▶ [Task requirements]:
Each line from the beginning of the data below through the line containing "Target: white ceramic plate" should be repeated exactly, please.

▶ [Region pointing data]:
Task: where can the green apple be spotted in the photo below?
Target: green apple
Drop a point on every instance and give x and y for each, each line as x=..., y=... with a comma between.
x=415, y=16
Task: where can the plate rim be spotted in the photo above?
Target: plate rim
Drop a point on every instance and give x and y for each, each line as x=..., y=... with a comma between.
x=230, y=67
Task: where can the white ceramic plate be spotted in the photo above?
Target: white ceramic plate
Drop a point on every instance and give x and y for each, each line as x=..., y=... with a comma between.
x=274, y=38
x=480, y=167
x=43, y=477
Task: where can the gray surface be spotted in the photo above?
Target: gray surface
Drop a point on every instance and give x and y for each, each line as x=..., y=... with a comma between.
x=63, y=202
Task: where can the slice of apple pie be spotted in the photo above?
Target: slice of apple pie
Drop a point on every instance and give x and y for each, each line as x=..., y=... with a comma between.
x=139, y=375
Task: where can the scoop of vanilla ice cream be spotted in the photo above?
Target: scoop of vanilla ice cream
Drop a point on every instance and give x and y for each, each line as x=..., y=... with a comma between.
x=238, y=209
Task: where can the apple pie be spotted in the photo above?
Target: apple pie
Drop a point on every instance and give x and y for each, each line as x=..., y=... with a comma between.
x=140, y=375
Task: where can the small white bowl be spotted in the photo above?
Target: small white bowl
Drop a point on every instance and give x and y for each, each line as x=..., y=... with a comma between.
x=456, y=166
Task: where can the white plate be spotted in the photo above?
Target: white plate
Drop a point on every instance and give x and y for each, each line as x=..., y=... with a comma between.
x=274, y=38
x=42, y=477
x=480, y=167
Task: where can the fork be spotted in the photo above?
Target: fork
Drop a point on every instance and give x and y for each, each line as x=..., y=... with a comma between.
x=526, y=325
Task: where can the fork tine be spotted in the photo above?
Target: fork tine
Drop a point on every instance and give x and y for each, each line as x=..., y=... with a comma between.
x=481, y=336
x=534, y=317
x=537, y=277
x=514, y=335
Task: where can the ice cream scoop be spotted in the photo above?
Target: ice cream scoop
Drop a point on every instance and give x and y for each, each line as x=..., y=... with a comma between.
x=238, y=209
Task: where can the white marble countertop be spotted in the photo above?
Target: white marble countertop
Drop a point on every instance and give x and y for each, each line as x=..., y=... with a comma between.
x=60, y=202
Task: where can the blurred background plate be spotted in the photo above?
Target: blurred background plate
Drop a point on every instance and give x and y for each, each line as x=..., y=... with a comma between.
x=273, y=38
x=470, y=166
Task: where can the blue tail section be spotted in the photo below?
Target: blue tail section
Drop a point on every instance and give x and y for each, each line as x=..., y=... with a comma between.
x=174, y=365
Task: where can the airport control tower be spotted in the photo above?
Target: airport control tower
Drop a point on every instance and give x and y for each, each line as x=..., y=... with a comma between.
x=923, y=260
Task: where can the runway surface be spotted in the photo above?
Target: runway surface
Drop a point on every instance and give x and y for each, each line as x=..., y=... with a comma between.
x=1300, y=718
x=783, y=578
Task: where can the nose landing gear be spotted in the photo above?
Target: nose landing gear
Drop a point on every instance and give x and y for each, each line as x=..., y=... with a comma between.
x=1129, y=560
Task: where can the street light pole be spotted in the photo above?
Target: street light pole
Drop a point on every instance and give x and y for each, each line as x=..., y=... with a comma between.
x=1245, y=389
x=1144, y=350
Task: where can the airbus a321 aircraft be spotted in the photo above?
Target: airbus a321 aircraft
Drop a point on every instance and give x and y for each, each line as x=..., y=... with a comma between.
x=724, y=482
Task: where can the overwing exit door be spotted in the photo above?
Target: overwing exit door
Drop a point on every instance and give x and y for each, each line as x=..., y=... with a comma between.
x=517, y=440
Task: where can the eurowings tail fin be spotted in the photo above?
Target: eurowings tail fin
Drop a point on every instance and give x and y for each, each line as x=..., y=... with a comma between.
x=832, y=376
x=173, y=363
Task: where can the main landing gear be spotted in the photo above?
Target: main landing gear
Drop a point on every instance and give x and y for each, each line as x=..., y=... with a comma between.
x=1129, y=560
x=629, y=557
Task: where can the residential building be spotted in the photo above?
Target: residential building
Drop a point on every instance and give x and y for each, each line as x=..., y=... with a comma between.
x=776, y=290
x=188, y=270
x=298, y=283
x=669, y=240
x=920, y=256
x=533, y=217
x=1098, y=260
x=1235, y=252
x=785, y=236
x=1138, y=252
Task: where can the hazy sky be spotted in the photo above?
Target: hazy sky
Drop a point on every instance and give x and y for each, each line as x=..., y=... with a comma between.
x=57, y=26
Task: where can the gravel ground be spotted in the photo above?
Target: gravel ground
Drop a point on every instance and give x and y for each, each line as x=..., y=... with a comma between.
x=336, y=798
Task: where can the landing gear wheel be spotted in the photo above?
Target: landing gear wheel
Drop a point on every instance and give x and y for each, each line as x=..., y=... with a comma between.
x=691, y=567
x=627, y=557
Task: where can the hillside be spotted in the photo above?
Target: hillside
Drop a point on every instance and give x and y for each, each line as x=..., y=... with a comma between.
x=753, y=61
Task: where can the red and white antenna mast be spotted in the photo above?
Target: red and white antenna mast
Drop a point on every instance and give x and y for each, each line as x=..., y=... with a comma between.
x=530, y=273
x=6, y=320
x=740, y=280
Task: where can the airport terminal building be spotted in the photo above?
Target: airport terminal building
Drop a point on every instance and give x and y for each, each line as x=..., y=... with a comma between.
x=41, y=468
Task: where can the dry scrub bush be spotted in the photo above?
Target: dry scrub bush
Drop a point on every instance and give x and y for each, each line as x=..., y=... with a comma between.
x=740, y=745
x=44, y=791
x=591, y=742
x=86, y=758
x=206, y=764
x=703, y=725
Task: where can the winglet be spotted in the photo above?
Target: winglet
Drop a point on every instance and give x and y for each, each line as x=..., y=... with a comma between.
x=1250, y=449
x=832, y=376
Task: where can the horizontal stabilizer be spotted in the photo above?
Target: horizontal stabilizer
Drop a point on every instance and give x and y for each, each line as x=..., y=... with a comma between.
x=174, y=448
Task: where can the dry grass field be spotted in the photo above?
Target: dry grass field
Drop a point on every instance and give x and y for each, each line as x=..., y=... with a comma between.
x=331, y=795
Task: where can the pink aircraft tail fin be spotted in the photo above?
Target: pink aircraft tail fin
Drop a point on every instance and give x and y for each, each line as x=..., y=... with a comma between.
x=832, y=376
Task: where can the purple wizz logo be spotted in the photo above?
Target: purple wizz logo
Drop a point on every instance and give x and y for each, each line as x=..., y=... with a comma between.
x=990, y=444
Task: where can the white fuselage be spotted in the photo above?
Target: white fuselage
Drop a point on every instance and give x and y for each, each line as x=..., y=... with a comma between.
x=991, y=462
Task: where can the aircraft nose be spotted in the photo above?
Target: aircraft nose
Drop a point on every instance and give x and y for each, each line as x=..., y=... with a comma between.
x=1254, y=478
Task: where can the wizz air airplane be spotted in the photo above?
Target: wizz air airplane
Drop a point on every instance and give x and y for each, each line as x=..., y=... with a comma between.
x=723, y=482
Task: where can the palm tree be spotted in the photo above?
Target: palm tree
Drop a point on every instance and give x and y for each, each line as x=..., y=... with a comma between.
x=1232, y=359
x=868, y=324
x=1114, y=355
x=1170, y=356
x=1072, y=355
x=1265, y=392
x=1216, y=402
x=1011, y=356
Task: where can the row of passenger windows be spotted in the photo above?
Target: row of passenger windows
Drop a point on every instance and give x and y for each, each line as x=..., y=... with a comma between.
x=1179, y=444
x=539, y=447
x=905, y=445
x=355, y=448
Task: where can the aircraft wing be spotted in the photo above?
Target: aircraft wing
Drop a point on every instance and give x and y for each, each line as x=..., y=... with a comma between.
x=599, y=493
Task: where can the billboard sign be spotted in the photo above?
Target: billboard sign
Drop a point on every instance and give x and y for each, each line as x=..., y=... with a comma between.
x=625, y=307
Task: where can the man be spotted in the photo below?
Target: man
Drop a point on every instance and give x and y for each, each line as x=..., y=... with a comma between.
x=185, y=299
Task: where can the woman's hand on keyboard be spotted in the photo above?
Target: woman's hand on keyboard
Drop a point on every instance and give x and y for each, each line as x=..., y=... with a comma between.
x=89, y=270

▶ [Result for this task]:
Task: where can the green apple be spotted in the photo below?
Target: green apple
Drop a point on every instance and give x and y for each, each line as x=..., y=... with a comma between.
x=415, y=16
Task: where can the plate rim be spotted in the photo above?
Target: plate rim
Drop a point on every instance and give x and y for each, each line as x=..., y=... with a comma between.
x=230, y=67
Task: where can the white ceramic plate be spotted in the photo above?
Target: white ceramic plate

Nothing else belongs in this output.